:: About this exercise ::
According to the review comments below, which open source SAEs are all the analyses based on?

What are the significant results? What is novel?

Why are unform clustering and spherical gaussian meaningful/plausible alternative outcomes? Action: please explain the rationale behind choosing these specific null hypotheses and how they relate to current understanding or assumptions about LLM feature spaces.

Why is the power law “surprising” in the shape analysis, in what way is it not expected? Action: please provide context on what distribution or behavior they expected to see and why, which would help readers understand the significance of the power law finding.

The five co-occurrence measures “all discover the code math lobe”. What about the other clusters? Are the differences between measures informative? Or worrying?

审稿意见
3

The contribution concerns the structure of latent spaces in LLMs seen through the lense of large sparse autoencoders. This is a field of considerable interest and here interesting hypotheses are explore, including analysis at multiple scales from local to global structure.

All analyses are empirical and based on the GemmaScope open source SAEs.

:: Input data ::
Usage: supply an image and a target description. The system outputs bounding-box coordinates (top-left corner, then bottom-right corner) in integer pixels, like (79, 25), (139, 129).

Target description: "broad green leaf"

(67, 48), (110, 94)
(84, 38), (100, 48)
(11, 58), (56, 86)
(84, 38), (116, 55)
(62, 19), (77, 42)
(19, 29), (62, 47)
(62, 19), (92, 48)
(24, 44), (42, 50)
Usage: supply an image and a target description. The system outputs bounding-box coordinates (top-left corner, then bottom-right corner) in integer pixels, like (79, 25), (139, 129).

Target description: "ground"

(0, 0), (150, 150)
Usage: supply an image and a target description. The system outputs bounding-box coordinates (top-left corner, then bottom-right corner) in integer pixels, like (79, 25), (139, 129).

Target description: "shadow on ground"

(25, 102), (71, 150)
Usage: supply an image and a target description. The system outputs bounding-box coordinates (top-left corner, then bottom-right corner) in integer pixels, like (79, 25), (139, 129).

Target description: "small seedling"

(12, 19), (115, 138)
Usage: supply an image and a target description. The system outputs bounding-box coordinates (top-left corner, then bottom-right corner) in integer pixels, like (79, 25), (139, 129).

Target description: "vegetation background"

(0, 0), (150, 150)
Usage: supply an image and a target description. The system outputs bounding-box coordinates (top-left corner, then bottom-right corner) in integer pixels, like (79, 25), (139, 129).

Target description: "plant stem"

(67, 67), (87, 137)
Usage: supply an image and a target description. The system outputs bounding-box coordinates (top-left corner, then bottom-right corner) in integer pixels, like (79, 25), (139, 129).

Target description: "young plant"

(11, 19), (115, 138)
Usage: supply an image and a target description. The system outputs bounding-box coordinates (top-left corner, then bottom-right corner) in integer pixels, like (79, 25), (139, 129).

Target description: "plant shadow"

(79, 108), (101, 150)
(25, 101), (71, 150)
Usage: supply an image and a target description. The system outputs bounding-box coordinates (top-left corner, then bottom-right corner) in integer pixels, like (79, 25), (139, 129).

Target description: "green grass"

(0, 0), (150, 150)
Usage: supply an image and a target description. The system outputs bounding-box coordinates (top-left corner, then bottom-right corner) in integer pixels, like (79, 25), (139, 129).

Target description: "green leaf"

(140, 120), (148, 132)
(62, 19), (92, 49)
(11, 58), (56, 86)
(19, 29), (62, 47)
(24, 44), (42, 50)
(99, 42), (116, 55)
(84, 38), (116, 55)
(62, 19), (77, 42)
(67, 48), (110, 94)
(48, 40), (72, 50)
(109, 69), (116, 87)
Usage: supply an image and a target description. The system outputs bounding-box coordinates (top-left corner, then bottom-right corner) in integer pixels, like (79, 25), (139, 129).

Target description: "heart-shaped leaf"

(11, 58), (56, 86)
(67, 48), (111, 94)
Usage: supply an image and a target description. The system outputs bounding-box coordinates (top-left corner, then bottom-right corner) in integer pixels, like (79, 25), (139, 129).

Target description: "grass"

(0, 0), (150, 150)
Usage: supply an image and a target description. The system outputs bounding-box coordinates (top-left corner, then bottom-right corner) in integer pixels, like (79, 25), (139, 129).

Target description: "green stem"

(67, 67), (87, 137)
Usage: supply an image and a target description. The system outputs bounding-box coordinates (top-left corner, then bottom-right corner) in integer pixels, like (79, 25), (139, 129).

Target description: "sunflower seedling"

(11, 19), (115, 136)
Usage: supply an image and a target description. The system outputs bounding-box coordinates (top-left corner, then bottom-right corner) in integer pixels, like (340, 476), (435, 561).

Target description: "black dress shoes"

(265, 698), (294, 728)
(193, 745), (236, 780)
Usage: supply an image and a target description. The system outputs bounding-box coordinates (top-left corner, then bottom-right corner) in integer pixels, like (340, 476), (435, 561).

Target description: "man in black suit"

:: Response box ::
The GemmaScope open source SAEs.